BEGIN TEXT SHOWN

Responding to the kernel ELF vulnerability
This vulnerability affects kernels in the 2.2, 2.4 and 2.6
series. According to Starzetz report, the flaw is in the function
elf_core_dump()
, in binfmt_elf.c
.
This function does not correctly handle the argument area
of the ELF process, which could be abused to override the memory layout:
(1) initial ELF memory layout before starting to load program sections: ----------------EMPTY------------------[ ARGS stack region ] TASK_SIZE (2) possible memory layout after loading ELF sections: ---------[CODE][DATA]------------------[FAKE][stack region ] TASK_SIZEwhere FAKE is an ELF section mmaped into memory with PROT_NONE rights specified.
What seems odd is the amount of attention that the vulnerability is getting, or the lack thereof. While Colin Percival's report of a vulnerability in Hyper-Threading is getting attention, the ELF vulnerability has barely been a blip on the radar.

END TEXT SHOWN

» **PROBLEM A**
Which kernel series does the article on the kernel ELF vulnerability say are affected?
» **PROBLEM B**
Pull out every line of the entries that contains the string "bank", treating uppercase and lowercase as different.

BEGIN EXERCISE INPUTS

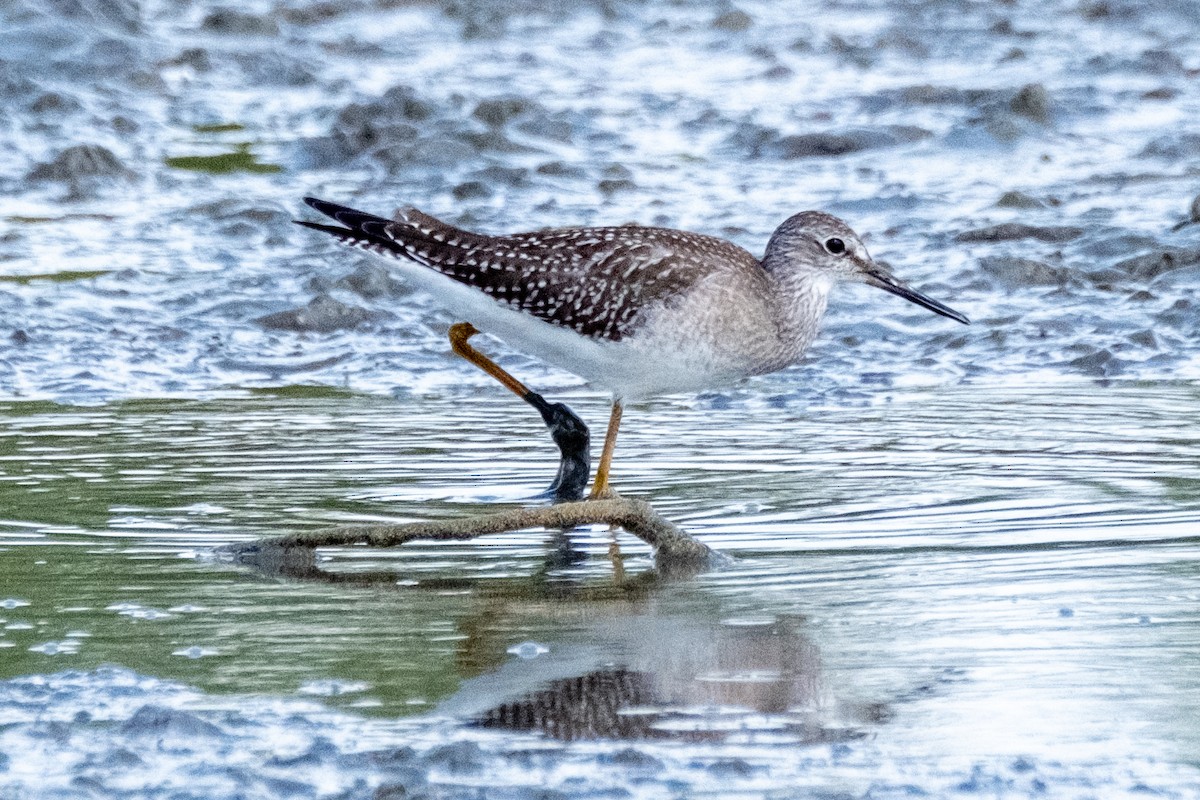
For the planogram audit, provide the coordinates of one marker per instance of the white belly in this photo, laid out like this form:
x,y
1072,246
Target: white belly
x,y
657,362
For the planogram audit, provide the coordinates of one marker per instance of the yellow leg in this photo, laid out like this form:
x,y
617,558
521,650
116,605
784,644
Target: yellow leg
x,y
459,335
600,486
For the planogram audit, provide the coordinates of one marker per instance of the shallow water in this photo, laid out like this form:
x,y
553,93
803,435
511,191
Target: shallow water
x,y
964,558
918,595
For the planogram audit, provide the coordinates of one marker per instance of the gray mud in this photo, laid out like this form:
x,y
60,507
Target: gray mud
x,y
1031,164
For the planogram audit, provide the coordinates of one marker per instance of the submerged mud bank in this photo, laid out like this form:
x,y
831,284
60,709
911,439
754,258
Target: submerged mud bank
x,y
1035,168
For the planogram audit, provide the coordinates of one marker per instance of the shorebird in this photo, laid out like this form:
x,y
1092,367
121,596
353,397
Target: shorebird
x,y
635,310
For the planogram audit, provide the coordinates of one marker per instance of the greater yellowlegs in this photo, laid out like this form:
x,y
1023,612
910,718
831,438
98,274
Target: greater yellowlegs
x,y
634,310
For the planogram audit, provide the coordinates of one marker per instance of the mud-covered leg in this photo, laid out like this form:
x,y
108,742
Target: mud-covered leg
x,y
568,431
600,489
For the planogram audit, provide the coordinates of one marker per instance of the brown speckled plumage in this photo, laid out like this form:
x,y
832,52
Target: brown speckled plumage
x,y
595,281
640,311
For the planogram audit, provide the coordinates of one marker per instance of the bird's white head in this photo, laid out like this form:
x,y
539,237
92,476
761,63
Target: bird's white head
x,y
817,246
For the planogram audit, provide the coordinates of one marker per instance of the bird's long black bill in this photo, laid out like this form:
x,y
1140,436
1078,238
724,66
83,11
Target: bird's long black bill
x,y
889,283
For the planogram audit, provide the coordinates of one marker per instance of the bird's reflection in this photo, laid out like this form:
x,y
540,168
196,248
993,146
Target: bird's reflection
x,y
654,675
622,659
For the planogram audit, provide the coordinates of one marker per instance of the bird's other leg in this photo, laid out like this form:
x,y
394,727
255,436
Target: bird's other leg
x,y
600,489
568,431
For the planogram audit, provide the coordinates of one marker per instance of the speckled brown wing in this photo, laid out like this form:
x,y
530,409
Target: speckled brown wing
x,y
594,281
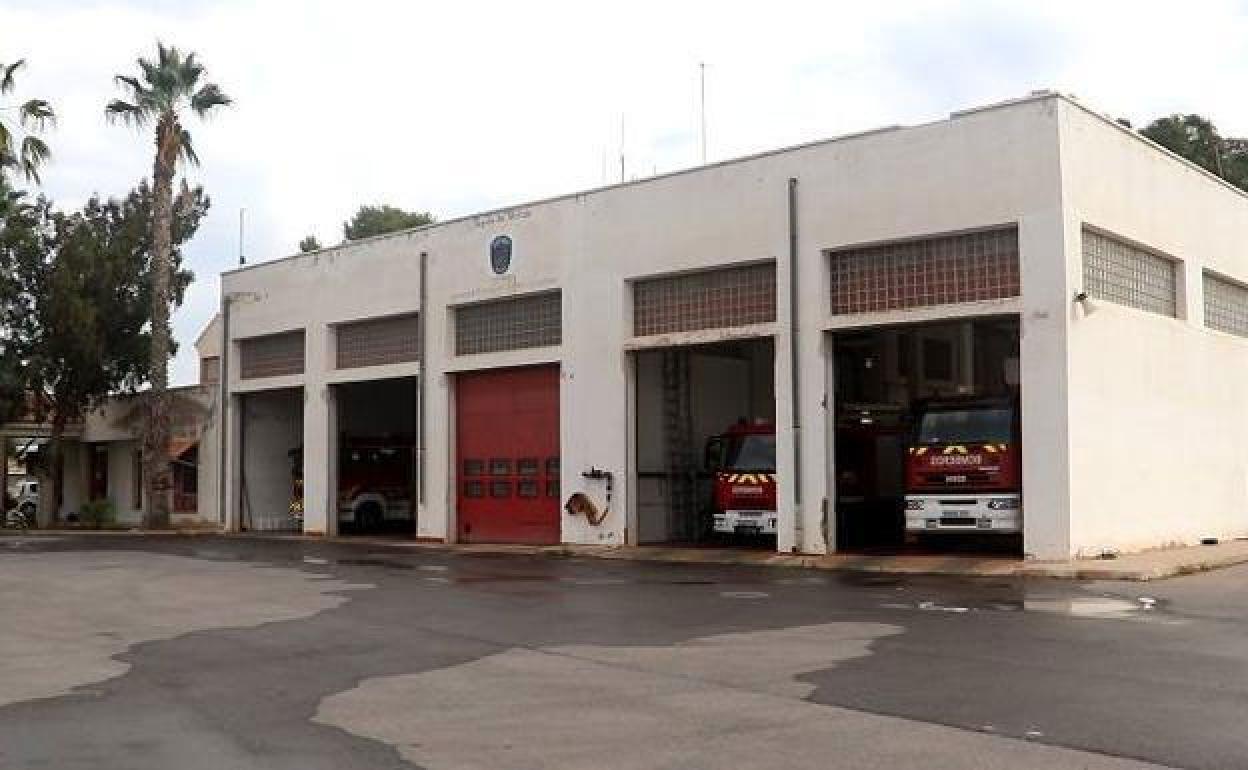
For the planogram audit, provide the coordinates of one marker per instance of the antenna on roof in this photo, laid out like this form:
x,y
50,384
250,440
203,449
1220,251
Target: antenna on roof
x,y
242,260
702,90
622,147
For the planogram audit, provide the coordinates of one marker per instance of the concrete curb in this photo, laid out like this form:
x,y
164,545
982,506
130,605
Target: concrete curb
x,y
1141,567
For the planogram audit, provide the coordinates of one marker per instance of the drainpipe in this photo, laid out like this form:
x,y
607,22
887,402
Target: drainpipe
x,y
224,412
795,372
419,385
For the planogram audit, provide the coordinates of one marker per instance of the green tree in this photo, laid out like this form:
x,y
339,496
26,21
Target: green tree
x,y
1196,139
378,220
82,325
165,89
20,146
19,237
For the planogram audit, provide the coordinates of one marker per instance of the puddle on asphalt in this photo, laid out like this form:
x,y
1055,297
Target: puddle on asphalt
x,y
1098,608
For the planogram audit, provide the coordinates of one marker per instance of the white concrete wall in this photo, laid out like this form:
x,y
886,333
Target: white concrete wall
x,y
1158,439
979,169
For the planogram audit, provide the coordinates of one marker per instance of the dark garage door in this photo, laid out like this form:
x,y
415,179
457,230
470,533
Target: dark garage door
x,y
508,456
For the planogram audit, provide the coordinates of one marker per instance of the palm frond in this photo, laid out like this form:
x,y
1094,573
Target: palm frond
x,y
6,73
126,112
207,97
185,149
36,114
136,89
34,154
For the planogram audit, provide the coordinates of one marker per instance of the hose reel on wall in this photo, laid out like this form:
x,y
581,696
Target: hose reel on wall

END EXERCISE INPUTS

» **TASK RESULT A**
The 2.2, 2.4 and 2.6 series.

» **TASK RESULT B**
For the planogram audit, provide the coordinates of one marker per instance of the submerged mud bank in this photo, laid out like this form:
Target: submerged mud bank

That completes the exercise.